### EXERCISE DESCRIPTION
Copy every item below word for word, leaving out the pictures.

━━ MATERIAL FOR THIS EXERCISE ━━

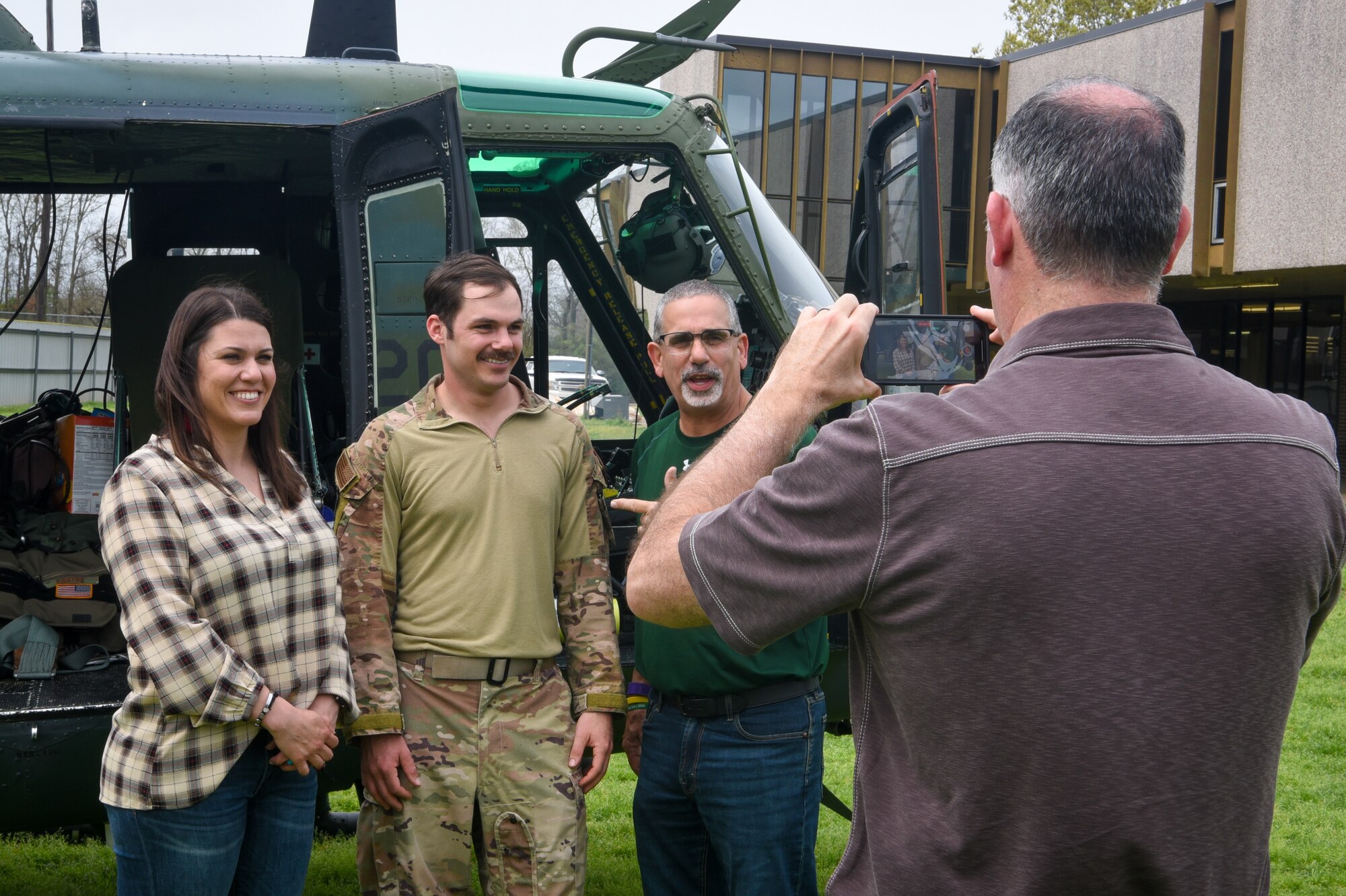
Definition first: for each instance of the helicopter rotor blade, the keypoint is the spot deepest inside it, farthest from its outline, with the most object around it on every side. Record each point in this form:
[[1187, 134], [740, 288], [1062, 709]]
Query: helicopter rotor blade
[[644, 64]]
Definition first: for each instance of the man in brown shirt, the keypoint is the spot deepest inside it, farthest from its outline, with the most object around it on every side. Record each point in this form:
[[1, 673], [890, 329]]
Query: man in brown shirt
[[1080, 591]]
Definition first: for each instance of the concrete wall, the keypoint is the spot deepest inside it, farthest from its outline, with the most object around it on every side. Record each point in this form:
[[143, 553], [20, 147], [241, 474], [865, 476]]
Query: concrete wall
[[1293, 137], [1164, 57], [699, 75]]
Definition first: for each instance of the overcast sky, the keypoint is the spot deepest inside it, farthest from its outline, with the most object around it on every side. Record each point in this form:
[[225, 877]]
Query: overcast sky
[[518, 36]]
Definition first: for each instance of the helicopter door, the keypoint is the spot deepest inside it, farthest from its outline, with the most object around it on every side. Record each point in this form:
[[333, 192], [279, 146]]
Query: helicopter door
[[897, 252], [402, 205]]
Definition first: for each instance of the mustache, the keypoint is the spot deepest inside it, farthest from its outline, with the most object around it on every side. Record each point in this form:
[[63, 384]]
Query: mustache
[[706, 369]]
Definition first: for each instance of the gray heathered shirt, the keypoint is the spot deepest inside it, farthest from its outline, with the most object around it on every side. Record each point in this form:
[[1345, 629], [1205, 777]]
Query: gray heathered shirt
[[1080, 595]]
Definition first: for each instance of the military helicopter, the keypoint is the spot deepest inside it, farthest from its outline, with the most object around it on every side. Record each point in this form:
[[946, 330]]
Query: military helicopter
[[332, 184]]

━━━

### RESPONSE FOR THIS EXERCISE
Definition first: for each instance of the helicopter rotor blade, the keypoint is the spot deepest inside it, farthest from its outline, with the most object around it on every side. Record each point in this form:
[[1187, 134], [740, 288], [1062, 709]]
Query: helicopter rotor blade
[[644, 64]]
Definition first: for each instance of the man in brown shirt, the keypoint is the spot deepest inside it, farthest from its outline, with the most object around it on every side. Record each point in this form:
[[1, 673], [890, 329]]
Query: man in brown shirt
[[1080, 591]]
Definition first: for each instance of the concrete wall, the keypoint is the spot deepest inside it, farthest from its outline, with the most object around it on every side. Record each point in this form:
[[143, 553], [20, 147], [241, 474], [865, 476]]
Query: concrete wall
[[1293, 137], [1164, 57], [699, 75]]
Definition first: for each instance of the overcast sky, the keypoint is the spot deepest inside it, farthest from its outline, with the most object around it on every side. Record each point in this form:
[[225, 877]]
Query: overcast sky
[[518, 36]]
Definition first: for each instance of the helicopter door, the keypoint is the spot deepest inside it, farthest from its outline, with the most object around it on every side. Record each point in this form:
[[333, 192], [279, 146]]
Query: helicopter door
[[897, 252], [402, 205]]
Definition first: for each instance of the mustache, the keypoint is the spot deepest inside it, farthest from its outline, with the most object around it on every side. Record each point in this form:
[[63, 384]]
Query: mustache
[[706, 369]]
Definition first: for each instance of the gray heathered shirt, the keypoint is the spot deepest inside it, farthest from its outline, with the most object around it on every side. Record each point in this form:
[[1345, 629], [1205, 777]]
Query: gray heathered shirt
[[1080, 595]]
Definition first: for each instance of the military helicopter, the keypoint is the spot deepest inside it, farthest from its outline, with the most object around it on every side. Record each point in this form:
[[946, 330]]
Query: military helicopter
[[332, 184]]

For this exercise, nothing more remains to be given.